_Selection_
================================
Anyone else think we should re-name "Friendly-Fire" accidents?

Through the numbing effect the media is having on me covering this war, I am hearing ‘friendly-fire’ accident way to much. The name itself is a tad misleading. Being shot by someone on your own side does not seem at all friendly. Has anyone else shared this sentiment?

Does anyone know the origin of the phrase?

Caught in the cross-fire would probably be incorrect in many circumstances.
How about call such tragic incidents “Oopisie-daisies”?

It’s called “fratricide” but the newsies wouldn’t expect you to know that so they call it friendly fire.

Its interesting really that more of “our boys” (myself being a citizen of the UK) have been killed by our allies than by the Iraqis.

So we’ve sent our soldiers off, against public opinion to be killed mostly by Americans in order to show how much we support their country and their war.

But “fratricide” still basically means being killed by a friend or brother.

How about something light like “Dude’s been fragged.”

Or, we could go deeper into “Gov-Speek” and call it something like “Non-Enemy ammunition expenditure incident.”

As an American I find this decidedly disturbing as well. And is one of the main reasons I posted this here.

Do you have a cite for that? My understanding is that to Brits in a Torpedo were shot down by a Patriot missile. Another two in a tank were killed by another British tank in a case of misdirected fire. Otherwise I am not aware of any other “friendly fire” incidents. I’d thought Britain had suffered about 10-20 casualties, but I may be mistaken on that. Most were not combat, but there were about 8(?) killed in a helicopter crash that also claimed American lives. I’m not sure whether it was a British or American helicopter.
================================
_Written tasks_
(1) From the forum thread on friendly-fire accidents, return the passage starting at "Through the numbing" and ending at "shared this sentiment?", copied word for word.
(2) In the forum thread on friendly-fire accidents, what term does one reply say these incidents are actually called?

_Location identification lines_
================================
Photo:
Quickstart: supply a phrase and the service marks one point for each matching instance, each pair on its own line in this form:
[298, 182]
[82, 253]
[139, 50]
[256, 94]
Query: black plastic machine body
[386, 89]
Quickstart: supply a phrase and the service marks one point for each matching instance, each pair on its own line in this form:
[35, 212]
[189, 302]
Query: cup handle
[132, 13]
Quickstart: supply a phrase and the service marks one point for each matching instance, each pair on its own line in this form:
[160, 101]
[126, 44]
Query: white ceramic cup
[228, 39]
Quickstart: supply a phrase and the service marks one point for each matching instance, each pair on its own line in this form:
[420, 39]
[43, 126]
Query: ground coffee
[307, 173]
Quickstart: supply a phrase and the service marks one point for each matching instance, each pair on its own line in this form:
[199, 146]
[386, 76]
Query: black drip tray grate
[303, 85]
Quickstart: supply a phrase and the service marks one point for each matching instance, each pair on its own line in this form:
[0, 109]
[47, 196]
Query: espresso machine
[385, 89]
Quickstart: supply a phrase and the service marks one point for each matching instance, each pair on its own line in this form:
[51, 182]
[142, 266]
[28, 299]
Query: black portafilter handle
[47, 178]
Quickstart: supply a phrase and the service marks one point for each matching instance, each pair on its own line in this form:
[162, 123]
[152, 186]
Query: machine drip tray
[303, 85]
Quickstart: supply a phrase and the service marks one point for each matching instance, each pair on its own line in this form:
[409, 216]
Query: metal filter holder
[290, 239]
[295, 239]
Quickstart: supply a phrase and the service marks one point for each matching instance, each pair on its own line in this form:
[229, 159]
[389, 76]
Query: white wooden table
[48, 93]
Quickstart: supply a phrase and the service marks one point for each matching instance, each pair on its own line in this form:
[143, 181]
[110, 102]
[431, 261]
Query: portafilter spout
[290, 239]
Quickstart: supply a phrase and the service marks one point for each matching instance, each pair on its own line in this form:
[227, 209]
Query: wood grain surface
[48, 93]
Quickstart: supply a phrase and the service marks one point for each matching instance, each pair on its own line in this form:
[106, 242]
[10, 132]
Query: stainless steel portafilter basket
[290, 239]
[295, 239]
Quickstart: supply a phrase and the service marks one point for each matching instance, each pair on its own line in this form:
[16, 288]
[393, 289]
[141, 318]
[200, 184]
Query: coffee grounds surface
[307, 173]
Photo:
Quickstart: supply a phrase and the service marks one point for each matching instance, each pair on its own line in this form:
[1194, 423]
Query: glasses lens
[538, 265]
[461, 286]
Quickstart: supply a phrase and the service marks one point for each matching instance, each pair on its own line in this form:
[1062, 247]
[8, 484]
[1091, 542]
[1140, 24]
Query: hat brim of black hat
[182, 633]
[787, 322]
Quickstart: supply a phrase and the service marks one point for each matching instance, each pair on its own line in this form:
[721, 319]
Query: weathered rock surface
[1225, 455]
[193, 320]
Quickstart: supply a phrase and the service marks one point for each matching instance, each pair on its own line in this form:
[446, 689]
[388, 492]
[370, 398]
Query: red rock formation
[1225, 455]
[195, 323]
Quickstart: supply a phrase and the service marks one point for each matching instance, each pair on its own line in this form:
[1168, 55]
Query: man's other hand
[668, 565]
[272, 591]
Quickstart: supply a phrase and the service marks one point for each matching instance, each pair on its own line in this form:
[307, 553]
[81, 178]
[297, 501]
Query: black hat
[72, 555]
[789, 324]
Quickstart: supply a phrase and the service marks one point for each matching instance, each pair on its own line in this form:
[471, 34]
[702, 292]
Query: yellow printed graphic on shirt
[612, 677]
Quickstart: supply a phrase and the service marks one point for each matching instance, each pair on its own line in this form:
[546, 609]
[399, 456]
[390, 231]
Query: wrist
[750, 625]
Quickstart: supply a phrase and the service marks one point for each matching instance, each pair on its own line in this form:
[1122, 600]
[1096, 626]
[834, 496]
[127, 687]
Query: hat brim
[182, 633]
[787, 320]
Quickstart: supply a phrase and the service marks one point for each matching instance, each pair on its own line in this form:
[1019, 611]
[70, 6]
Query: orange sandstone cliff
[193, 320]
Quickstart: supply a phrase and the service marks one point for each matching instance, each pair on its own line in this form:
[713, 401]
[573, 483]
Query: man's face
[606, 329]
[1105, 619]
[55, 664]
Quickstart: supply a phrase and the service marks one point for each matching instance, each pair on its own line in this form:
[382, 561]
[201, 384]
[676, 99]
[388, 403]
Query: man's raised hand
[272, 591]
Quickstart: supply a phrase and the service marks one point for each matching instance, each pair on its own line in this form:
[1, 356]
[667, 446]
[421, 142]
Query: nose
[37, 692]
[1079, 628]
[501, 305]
================================
_Solutions to the tasks_
(1)
Through the numbing effect the media is having on me covering this war, I am hearing ‘friendly-fire’ accident way to much. The name itself is a tad misleading. Being shot by someone on your own side does not seem at all friendly. Has anyone else shared this sentiment?

(2) Fratricide.